## Exercise prompt
Within the entries below, the lines from the one with "the red heart" through the one with "Target: styrofoam box" are to be set down exactly, both ends kept.

[Records for processing]

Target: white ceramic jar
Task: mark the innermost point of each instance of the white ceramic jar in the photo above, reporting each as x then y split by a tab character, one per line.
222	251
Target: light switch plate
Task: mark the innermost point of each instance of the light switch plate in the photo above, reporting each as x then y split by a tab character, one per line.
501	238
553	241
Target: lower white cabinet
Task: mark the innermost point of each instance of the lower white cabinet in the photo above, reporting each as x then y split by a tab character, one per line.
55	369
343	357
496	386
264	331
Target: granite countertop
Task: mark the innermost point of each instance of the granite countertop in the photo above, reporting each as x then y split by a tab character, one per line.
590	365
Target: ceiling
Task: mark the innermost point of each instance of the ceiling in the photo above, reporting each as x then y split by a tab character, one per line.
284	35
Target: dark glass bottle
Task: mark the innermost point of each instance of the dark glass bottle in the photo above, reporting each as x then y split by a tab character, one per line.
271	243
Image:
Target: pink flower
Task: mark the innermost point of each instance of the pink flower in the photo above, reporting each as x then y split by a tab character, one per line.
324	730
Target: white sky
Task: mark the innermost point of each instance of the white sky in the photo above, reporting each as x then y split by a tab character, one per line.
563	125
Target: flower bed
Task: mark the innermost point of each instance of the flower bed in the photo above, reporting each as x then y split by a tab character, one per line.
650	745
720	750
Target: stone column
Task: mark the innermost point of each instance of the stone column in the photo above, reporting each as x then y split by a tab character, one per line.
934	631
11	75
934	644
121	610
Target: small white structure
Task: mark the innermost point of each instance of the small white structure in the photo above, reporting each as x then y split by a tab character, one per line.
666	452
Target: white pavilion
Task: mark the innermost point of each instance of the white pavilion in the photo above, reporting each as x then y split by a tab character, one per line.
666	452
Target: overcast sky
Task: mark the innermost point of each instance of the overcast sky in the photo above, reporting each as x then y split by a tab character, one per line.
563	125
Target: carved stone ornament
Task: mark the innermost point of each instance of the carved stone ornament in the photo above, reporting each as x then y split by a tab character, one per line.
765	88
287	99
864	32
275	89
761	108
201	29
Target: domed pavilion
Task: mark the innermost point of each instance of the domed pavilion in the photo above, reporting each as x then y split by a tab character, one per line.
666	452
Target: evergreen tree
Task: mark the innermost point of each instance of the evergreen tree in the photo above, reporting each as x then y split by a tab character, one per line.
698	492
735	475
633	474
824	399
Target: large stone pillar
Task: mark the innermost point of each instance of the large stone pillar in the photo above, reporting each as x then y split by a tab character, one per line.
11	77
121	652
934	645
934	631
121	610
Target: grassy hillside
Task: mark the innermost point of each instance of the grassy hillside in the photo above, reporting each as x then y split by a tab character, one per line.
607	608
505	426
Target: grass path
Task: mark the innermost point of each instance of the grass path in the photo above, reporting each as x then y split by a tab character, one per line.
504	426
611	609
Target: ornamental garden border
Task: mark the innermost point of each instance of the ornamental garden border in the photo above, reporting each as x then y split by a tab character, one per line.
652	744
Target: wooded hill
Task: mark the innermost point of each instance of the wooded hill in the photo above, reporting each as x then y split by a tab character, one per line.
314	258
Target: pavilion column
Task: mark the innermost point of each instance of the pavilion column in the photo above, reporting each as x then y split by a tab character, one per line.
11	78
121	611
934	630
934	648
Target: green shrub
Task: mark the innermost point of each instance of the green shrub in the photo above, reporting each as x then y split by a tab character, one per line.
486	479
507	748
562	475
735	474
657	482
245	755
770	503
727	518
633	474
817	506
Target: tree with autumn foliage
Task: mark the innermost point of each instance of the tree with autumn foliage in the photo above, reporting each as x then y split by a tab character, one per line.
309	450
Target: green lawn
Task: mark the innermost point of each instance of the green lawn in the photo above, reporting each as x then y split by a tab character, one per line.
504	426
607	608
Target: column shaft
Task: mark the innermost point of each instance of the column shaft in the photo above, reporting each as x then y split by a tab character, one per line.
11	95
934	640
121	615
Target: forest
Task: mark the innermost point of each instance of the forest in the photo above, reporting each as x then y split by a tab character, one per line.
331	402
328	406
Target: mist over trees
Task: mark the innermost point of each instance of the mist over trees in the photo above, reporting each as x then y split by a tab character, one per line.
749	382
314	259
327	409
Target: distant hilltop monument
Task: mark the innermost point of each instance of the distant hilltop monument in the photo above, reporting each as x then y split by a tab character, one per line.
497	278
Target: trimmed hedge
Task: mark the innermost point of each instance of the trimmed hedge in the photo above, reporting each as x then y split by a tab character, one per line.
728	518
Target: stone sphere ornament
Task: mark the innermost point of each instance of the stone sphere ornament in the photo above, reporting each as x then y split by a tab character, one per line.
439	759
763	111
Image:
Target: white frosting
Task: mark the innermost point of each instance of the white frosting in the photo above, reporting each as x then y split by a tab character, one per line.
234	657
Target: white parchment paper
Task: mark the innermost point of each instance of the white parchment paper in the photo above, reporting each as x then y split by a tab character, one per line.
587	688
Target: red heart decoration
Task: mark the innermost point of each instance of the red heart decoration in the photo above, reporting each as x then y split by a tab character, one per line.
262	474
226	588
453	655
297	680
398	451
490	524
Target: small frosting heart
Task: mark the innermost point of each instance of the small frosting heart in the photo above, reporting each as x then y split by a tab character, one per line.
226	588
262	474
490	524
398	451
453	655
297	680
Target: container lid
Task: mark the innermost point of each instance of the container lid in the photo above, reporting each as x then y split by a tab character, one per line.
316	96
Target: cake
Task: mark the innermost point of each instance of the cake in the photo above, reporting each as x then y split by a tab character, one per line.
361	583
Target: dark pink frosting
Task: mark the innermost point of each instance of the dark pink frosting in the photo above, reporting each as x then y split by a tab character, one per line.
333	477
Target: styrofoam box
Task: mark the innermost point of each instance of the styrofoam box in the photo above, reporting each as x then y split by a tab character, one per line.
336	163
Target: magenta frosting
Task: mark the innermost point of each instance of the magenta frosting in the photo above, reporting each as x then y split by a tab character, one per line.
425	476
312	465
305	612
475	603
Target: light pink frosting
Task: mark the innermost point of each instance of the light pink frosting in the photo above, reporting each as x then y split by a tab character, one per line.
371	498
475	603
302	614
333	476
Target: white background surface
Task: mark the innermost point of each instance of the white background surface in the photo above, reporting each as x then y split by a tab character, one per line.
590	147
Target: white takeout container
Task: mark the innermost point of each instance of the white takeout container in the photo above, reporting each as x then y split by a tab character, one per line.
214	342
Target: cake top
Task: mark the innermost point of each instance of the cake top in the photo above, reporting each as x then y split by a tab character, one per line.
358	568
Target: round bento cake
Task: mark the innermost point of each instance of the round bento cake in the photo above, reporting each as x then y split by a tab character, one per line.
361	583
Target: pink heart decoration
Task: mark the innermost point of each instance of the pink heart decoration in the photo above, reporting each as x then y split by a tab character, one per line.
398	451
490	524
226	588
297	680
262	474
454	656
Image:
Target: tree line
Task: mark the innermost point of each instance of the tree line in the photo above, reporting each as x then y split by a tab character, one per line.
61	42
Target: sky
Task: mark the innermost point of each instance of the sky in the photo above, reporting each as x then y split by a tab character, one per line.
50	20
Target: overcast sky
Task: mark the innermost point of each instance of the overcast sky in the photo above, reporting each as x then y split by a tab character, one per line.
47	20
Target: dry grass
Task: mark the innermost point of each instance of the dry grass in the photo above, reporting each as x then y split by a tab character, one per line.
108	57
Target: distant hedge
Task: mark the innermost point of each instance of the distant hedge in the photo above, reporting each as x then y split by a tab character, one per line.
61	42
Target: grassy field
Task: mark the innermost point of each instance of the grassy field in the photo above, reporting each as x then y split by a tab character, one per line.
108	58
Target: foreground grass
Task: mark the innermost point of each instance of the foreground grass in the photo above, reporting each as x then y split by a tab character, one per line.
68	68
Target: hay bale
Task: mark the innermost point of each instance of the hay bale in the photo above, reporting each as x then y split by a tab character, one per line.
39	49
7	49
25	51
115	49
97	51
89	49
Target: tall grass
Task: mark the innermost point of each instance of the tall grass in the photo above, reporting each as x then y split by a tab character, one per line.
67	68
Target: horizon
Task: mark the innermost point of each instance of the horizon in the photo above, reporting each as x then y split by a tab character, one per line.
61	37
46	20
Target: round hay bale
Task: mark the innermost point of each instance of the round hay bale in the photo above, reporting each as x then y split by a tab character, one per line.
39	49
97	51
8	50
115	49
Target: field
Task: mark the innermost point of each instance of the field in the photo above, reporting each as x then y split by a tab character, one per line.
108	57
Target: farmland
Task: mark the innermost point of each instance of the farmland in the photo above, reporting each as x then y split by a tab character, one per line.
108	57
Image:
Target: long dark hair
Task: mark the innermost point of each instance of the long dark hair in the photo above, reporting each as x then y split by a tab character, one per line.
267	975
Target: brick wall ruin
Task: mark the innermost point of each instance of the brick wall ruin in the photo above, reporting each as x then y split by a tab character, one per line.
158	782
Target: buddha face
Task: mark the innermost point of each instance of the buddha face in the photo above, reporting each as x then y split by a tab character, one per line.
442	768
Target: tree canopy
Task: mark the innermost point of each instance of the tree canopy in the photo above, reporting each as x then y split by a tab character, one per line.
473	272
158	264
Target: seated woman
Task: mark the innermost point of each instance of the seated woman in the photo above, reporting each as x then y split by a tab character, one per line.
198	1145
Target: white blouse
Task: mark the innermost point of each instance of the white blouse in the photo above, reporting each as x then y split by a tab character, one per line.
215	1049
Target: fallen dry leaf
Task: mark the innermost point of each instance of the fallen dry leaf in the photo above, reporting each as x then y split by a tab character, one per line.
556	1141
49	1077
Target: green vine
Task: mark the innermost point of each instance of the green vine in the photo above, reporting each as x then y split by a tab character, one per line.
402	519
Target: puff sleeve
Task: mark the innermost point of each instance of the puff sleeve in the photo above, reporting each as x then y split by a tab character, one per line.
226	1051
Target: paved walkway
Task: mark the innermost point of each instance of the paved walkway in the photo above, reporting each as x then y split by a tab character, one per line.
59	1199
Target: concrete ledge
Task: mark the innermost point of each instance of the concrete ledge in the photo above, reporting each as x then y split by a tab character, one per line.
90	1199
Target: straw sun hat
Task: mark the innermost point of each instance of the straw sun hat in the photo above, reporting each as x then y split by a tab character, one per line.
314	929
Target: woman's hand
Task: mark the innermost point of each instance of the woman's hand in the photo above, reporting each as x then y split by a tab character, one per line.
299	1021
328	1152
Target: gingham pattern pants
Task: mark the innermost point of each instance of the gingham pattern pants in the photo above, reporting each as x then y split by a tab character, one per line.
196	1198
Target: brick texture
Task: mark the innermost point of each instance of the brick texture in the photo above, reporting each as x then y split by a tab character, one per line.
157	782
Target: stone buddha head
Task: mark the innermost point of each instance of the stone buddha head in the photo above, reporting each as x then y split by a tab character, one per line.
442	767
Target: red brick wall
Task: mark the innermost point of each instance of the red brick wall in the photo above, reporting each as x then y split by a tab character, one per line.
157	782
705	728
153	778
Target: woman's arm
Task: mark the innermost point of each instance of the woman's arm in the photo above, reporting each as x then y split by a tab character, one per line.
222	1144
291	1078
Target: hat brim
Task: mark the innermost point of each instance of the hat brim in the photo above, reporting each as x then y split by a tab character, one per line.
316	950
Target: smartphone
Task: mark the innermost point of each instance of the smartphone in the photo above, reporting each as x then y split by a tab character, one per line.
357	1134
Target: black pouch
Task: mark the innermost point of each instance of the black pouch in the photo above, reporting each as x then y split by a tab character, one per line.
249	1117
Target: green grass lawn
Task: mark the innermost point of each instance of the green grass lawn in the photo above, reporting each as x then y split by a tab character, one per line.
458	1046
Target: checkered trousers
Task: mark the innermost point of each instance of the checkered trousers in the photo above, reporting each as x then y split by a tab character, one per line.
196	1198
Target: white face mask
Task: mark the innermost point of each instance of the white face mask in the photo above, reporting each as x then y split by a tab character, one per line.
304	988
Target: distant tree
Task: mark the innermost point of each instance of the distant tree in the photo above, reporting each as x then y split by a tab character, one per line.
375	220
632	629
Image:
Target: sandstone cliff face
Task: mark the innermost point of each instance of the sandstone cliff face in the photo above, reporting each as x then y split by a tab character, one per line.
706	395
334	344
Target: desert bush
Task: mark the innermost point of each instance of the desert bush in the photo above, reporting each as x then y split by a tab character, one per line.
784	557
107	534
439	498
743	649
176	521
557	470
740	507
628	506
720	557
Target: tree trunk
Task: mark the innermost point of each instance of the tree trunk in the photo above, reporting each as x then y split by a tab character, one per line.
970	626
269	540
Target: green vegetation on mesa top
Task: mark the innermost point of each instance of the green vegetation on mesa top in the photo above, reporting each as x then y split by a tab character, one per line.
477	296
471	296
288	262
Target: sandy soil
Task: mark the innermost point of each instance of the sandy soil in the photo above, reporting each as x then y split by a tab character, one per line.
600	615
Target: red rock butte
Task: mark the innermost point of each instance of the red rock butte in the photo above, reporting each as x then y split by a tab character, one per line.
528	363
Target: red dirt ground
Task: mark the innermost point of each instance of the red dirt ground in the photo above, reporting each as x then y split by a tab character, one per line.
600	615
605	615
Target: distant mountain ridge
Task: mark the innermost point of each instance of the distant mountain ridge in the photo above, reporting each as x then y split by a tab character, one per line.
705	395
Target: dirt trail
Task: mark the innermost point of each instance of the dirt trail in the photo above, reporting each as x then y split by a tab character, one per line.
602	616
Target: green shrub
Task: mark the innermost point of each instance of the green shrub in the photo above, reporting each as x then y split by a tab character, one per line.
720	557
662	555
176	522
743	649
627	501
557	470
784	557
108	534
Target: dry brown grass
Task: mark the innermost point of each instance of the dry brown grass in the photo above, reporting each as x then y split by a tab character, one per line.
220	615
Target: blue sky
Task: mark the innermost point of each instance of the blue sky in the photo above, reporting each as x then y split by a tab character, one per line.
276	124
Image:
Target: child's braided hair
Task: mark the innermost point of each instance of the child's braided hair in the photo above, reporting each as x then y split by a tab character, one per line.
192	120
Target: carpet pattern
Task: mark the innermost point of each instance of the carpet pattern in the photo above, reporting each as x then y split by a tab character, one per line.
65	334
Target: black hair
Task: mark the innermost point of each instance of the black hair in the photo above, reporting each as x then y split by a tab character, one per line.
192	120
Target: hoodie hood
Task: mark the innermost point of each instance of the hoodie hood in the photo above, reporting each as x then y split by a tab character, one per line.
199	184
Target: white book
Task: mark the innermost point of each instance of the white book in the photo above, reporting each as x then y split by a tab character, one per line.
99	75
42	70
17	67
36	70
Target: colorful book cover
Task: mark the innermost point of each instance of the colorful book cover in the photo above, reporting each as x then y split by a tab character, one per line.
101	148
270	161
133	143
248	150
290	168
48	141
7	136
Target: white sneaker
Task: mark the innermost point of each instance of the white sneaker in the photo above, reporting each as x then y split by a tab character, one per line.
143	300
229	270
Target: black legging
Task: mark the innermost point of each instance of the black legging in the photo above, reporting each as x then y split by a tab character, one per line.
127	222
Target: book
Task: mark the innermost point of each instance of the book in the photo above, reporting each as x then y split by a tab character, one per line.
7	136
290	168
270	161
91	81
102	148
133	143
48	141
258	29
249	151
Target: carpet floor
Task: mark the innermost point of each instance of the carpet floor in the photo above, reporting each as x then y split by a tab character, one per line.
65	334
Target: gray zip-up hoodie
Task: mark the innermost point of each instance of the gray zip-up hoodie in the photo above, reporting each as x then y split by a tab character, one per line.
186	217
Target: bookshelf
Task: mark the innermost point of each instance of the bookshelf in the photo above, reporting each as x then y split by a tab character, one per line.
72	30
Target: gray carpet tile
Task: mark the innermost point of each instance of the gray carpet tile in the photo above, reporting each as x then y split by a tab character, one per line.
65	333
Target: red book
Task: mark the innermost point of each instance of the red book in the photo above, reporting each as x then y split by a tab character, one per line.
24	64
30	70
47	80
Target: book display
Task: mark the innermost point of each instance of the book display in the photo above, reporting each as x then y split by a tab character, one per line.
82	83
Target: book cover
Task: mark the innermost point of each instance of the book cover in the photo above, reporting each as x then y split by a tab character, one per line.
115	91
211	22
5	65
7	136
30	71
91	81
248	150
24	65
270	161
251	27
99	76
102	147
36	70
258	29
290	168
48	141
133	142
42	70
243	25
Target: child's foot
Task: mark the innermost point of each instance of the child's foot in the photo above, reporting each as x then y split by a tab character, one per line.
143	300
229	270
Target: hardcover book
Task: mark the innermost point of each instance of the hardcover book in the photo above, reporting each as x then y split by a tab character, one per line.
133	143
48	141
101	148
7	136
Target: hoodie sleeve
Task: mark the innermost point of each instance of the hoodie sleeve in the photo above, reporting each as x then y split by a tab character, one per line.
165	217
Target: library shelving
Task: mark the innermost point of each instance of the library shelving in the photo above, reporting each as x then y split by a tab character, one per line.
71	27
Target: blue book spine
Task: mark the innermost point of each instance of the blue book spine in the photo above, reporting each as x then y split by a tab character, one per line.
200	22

[/Records for processing]

## Final answer
Task: mark the innermost point of each instance of the red heart decoration in the photo above, reporting each as x then y split by a tab character, one per line.
262	474
226	588
453	655
297	680
398	451
490	524
Target: small frosting heart
Task: mark the innermost point of each instance of the small frosting heart in the photo above, reporting each as x then y split by a tab character, one per line.
226	588
262	474
490	524
398	451
453	655
297	680
Target: container lid
Task: mark the innermost point of each instance of the container lid in the photo above, reporting each as x then y split by a tab character, one per line.
316	96
Target: cake
Task: mark the innermost point of each instance of the cake in the photo above, reporting each as x then y split by a tab character, one per line.
361	583
Target: dark pink frosting
Task: mark the innermost point of each instance of the dark pink frosting in the photo above, reporting each as x then y split by a tab character, one per line.
333	477
Target: styrofoam box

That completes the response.